> [Exercise]: In the data below, find the line containing "Target: young man with glasses", then set down that line and every later line up to and including the line containing "Target: black eyeglasses", exactly.

━━━━━━

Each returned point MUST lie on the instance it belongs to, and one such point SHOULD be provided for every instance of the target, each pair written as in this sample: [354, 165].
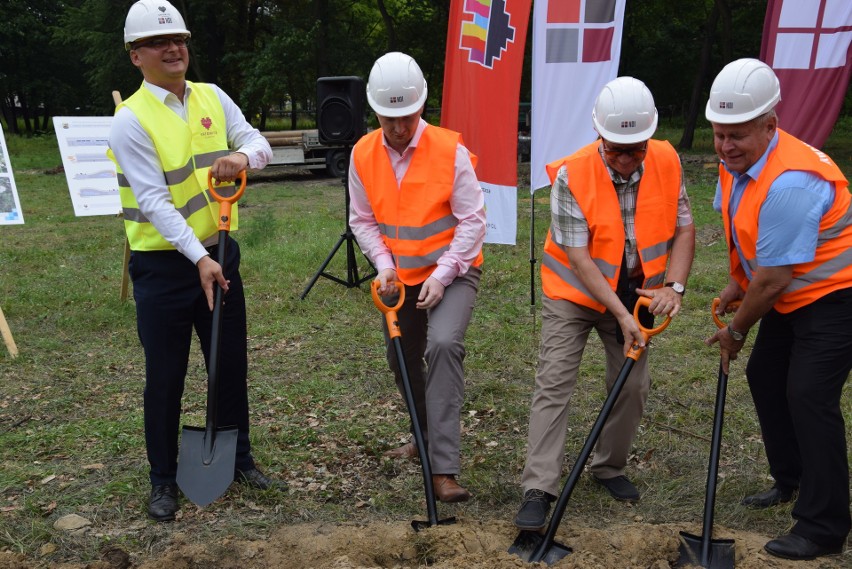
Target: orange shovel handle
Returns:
[225, 203]
[389, 311]
[716, 302]
[635, 350]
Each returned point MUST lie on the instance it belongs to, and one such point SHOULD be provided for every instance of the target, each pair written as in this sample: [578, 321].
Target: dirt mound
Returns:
[467, 544]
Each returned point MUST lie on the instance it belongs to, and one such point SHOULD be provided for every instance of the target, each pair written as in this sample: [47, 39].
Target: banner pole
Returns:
[125, 274]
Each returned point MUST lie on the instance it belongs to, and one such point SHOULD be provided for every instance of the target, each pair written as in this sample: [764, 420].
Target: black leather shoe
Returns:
[162, 504]
[792, 546]
[771, 497]
[254, 478]
[534, 508]
[620, 488]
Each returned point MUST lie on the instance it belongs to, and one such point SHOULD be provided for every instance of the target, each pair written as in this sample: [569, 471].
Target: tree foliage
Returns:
[67, 57]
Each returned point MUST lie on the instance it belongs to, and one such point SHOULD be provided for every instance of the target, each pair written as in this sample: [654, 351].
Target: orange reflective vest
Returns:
[414, 217]
[656, 221]
[831, 268]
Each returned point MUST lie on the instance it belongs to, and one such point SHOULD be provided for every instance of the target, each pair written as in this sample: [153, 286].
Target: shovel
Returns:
[208, 455]
[703, 550]
[396, 338]
[532, 546]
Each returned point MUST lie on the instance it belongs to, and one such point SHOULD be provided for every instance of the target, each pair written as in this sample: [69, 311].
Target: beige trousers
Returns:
[564, 332]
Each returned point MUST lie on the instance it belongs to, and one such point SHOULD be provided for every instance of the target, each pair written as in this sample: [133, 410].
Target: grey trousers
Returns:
[433, 348]
[565, 330]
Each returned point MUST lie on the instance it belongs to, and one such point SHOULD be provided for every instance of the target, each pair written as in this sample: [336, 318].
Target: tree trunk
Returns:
[45, 118]
[7, 105]
[389, 25]
[28, 127]
[697, 88]
[322, 15]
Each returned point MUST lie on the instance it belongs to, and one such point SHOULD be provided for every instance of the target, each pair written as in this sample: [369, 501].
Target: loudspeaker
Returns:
[341, 104]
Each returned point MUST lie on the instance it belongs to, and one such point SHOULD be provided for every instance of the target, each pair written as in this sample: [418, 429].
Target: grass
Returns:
[323, 403]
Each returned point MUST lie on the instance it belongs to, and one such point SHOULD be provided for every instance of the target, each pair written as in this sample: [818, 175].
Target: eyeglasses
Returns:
[161, 44]
[636, 153]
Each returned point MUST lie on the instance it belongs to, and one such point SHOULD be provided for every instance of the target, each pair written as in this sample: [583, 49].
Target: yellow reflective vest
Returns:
[187, 150]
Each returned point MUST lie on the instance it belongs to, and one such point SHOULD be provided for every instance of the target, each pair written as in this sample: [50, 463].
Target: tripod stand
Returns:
[352, 278]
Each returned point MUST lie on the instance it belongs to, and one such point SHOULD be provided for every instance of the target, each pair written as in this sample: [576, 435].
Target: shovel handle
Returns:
[225, 202]
[389, 311]
[716, 302]
[635, 350]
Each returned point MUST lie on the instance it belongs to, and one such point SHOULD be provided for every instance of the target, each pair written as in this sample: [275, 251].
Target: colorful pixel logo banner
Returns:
[487, 34]
[482, 82]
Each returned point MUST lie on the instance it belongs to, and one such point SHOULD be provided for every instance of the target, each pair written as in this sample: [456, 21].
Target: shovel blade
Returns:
[203, 476]
[720, 555]
[527, 546]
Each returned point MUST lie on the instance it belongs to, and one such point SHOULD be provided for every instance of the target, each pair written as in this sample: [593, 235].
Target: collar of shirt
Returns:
[421, 126]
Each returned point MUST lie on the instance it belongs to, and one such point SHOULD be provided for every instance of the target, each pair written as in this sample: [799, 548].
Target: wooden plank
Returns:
[6, 332]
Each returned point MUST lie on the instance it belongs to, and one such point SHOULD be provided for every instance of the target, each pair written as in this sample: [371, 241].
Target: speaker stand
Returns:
[347, 237]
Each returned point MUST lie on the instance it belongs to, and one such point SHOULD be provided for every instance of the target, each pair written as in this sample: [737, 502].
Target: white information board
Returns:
[10, 205]
[91, 176]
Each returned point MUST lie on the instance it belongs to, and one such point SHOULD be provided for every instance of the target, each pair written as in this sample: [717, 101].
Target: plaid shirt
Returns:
[569, 227]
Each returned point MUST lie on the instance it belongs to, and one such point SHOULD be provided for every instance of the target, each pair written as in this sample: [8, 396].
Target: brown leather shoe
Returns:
[448, 490]
[406, 451]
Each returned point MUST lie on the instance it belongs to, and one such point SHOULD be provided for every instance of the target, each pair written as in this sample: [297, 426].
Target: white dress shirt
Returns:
[134, 150]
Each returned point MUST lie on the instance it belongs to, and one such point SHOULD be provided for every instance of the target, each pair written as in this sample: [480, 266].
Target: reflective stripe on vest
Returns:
[414, 216]
[831, 268]
[186, 151]
[655, 225]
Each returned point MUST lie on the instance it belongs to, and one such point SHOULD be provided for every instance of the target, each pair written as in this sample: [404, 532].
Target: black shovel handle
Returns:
[632, 356]
[225, 203]
[715, 446]
[392, 320]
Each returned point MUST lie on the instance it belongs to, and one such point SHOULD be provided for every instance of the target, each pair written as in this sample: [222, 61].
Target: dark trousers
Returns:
[796, 374]
[170, 303]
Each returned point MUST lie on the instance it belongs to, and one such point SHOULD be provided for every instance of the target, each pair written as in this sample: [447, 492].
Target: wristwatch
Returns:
[738, 336]
[677, 287]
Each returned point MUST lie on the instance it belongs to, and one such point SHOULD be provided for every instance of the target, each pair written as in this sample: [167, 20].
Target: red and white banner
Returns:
[807, 43]
[482, 83]
[576, 48]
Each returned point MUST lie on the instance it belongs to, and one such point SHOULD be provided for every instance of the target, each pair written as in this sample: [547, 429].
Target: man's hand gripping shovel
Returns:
[702, 549]
[532, 546]
[390, 313]
[208, 455]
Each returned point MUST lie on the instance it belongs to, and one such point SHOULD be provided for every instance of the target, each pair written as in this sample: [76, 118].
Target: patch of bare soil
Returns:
[468, 544]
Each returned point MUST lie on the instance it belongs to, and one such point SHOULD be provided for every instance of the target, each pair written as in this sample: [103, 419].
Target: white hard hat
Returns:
[396, 87]
[624, 111]
[149, 18]
[744, 89]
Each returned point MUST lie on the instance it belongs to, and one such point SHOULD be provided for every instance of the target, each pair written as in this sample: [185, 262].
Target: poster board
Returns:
[91, 175]
[10, 205]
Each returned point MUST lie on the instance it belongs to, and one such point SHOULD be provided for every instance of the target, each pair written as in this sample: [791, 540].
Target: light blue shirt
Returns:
[788, 224]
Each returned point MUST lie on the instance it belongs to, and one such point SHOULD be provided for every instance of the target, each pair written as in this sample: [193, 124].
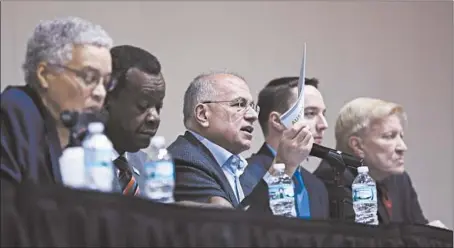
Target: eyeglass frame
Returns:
[108, 81]
[250, 104]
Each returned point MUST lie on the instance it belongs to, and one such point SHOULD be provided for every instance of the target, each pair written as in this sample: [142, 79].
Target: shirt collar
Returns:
[220, 154]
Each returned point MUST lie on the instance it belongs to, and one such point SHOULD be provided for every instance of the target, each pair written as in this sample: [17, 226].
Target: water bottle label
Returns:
[280, 191]
[364, 193]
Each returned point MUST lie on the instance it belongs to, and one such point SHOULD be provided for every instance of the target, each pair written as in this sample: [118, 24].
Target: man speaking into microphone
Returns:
[276, 98]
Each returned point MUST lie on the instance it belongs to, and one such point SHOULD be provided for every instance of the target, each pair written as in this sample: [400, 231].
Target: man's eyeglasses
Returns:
[90, 76]
[240, 105]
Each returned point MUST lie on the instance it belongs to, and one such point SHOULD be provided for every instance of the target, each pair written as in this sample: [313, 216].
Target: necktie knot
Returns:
[235, 164]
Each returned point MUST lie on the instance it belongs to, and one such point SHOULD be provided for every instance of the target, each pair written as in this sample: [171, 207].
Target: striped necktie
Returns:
[128, 183]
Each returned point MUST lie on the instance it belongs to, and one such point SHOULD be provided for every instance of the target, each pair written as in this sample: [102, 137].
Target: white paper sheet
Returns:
[296, 112]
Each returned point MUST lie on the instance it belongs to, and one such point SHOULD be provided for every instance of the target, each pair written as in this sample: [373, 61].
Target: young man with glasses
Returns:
[311, 196]
[219, 114]
[67, 67]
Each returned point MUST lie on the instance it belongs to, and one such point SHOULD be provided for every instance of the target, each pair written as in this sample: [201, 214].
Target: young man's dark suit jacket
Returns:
[405, 204]
[29, 139]
[199, 177]
[260, 162]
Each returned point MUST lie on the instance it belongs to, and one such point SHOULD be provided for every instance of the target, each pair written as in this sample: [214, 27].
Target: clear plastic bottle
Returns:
[72, 167]
[160, 172]
[98, 150]
[281, 193]
[364, 196]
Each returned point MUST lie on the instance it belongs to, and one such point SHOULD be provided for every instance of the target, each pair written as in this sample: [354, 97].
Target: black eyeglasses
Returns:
[240, 104]
[90, 76]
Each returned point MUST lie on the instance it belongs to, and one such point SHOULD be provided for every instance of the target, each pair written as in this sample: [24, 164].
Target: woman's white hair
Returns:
[357, 115]
[53, 40]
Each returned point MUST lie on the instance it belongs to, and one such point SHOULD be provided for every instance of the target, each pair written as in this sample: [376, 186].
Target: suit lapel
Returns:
[314, 203]
[382, 212]
[208, 156]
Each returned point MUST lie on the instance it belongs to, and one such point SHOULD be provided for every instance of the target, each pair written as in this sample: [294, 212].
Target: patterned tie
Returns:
[128, 183]
[235, 166]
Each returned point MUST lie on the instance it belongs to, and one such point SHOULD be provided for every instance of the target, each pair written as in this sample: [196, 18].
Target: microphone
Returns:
[335, 157]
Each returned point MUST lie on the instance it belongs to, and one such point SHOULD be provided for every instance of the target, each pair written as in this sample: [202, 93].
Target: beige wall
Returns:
[400, 51]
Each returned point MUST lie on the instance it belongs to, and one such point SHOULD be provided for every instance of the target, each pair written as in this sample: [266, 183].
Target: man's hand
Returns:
[294, 147]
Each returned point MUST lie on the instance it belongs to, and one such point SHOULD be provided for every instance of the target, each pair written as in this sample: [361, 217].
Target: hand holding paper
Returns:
[296, 142]
[296, 112]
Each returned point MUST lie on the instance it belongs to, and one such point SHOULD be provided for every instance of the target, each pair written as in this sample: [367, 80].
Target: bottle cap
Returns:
[363, 169]
[96, 127]
[279, 166]
[158, 141]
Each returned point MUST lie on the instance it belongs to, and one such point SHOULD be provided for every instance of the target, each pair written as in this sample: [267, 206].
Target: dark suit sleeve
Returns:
[324, 200]
[10, 167]
[194, 184]
[416, 215]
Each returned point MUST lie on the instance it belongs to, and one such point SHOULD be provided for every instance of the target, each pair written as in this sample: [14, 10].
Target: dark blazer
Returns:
[405, 204]
[136, 163]
[260, 162]
[199, 177]
[29, 139]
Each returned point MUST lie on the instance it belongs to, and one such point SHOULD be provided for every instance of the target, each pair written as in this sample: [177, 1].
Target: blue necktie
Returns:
[301, 197]
[235, 166]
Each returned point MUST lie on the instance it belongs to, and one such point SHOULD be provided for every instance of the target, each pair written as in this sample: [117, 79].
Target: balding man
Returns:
[311, 196]
[218, 114]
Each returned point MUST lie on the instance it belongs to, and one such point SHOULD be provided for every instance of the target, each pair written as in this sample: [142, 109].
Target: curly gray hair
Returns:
[53, 41]
[201, 89]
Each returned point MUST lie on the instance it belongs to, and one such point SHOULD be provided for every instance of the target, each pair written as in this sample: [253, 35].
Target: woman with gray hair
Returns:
[373, 130]
[67, 67]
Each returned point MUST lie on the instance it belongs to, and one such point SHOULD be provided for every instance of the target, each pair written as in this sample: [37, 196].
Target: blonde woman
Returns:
[373, 129]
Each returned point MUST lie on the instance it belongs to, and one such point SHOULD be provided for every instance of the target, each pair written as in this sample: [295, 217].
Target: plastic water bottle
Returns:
[281, 193]
[160, 172]
[364, 197]
[98, 150]
[72, 167]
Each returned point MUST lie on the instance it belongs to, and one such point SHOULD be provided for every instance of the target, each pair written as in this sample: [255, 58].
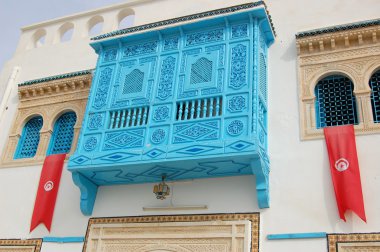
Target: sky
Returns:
[15, 14]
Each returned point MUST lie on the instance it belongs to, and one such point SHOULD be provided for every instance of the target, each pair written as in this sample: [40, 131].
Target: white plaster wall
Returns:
[302, 196]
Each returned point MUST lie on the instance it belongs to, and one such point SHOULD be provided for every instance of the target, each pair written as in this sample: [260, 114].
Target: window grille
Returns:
[130, 117]
[63, 133]
[133, 82]
[263, 77]
[374, 84]
[28, 143]
[335, 102]
[201, 71]
[200, 108]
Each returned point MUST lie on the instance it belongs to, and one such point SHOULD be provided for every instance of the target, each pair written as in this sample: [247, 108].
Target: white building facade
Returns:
[224, 212]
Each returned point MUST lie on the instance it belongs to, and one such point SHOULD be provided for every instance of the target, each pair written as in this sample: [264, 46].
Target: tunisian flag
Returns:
[47, 191]
[344, 166]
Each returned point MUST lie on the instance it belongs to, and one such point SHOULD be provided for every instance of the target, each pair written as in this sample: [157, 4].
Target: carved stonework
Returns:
[353, 52]
[365, 242]
[11, 245]
[49, 98]
[182, 233]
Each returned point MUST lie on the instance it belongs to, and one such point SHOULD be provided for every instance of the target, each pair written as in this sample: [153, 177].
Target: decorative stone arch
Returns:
[124, 13]
[26, 117]
[93, 21]
[320, 75]
[49, 98]
[324, 52]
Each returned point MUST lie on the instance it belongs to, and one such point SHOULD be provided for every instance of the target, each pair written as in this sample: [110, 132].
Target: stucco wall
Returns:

━━━━━━

> [Answer]:
Target: young man with glasses
Returns:
[311, 196]
[219, 114]
[67, 67]
Each returned point MUST lie on the instance it belongs to, and one such point SHOULD be provided for every instance of the target, each pair written as in this sample: [201, 214].
Target: young man's dark suit jacket
Returns:
[405, 204]
[29, 139]
[199, 177]
[260, 162]
Each returned point MUST lie on the instance it belongs to, and one such point SHOULD be provided for every instance of the target, each pair written as in this sample: [214, 27].
Target: clear plastic bottle
Returns:
[72, 167]
[160, 172]
[98, 150]
[281, 193]
[364, 196]
Each returned point MUST lie on the instance it belongs to, and one such point SHOULD be provided for every instance of the target, each pair written as in this sample: [354, 97].
Target: black eyeglasses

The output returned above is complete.